= Assignment =
Filter the entries below, keeping every line that has the word "building".
* * *
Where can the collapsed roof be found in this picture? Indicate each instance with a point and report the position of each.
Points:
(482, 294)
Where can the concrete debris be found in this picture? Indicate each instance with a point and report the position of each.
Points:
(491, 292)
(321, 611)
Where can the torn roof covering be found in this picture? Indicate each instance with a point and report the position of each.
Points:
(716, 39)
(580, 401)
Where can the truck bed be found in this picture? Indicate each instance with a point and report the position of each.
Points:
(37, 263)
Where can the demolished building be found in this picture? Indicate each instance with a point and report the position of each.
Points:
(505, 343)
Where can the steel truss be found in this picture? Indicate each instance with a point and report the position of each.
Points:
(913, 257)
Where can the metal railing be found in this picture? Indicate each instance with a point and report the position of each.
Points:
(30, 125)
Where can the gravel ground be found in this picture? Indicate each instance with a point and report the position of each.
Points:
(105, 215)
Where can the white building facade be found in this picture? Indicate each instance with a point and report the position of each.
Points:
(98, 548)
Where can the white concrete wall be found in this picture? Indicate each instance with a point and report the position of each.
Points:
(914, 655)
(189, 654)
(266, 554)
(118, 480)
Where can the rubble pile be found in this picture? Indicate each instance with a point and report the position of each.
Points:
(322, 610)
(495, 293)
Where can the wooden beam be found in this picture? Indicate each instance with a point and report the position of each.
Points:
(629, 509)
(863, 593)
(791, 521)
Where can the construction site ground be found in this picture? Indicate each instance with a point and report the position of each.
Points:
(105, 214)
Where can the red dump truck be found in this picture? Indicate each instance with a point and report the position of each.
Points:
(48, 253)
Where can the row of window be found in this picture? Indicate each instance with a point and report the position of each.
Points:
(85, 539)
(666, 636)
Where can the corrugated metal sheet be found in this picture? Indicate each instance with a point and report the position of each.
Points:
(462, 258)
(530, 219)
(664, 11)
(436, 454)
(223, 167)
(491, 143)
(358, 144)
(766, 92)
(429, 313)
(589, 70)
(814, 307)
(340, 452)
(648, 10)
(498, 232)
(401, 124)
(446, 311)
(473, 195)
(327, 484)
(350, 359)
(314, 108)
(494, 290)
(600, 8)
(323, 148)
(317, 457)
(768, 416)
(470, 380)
* * *
= Completed exercise =
Where can the demolished building be found in this picture? Indicate each instance with a point and report the position of each.
Where can the white building facade be found in this picture? Indicate each instance with a point and report the position of each.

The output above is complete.